BEGIN Information

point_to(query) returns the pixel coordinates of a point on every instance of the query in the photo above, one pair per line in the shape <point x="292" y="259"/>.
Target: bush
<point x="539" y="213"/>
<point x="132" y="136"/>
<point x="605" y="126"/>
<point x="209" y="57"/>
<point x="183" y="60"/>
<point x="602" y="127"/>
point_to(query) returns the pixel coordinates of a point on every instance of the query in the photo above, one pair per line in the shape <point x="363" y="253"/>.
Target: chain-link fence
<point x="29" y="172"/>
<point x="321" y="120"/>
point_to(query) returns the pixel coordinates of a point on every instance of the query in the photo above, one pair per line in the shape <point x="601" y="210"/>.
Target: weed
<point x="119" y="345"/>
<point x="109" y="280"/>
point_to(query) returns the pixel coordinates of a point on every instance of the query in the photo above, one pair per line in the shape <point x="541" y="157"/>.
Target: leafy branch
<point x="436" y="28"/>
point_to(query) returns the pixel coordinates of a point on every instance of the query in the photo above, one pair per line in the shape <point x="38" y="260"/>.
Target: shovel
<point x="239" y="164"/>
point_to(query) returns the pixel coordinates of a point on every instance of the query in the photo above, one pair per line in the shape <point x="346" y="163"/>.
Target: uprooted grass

END Information
BEGIN Information

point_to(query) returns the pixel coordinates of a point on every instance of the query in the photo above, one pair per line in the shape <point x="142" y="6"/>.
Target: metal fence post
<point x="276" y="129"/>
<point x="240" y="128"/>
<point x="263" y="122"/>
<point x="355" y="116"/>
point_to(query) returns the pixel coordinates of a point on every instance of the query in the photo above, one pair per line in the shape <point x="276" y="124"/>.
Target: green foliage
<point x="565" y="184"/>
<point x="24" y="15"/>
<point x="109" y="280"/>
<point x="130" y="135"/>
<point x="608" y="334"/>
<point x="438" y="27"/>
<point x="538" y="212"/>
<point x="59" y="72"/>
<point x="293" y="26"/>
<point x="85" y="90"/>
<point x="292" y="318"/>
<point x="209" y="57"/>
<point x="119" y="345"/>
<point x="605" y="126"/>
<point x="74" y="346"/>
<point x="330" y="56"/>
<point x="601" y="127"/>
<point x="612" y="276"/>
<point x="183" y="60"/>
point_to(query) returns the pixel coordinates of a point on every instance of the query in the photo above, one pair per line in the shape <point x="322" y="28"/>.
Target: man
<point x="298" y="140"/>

END Information

The task: Reproducing the whole listing above is not the task. Copy exactly only the lines from the one with "Target: weed" to the one with "Target: uprooted grass", both kept.

Exercise response:
Target: weed
<point x="119" y="345"/>
<point x="109" y="280"/>
point_to(query) returns the pixel coordinates of a point on every instance of the query in the photo above, one pair per line in the shape <point x="541" y="157"/>.
Target: leafy branch
<point x="436" y="28"/>
point_to(query) returns the pixel coordinates of a point on every instance of the query in the photo above, one pair per line in the shape <point x="38" y="260"/>.
Target: shovel
<point x="239" y="164"/>
point_to(query) returns the pixel coordinates of a point on every instance of the query in the photo above, one pair per line in the shape <point x="346" y="163"/>.
Target: uprooted grass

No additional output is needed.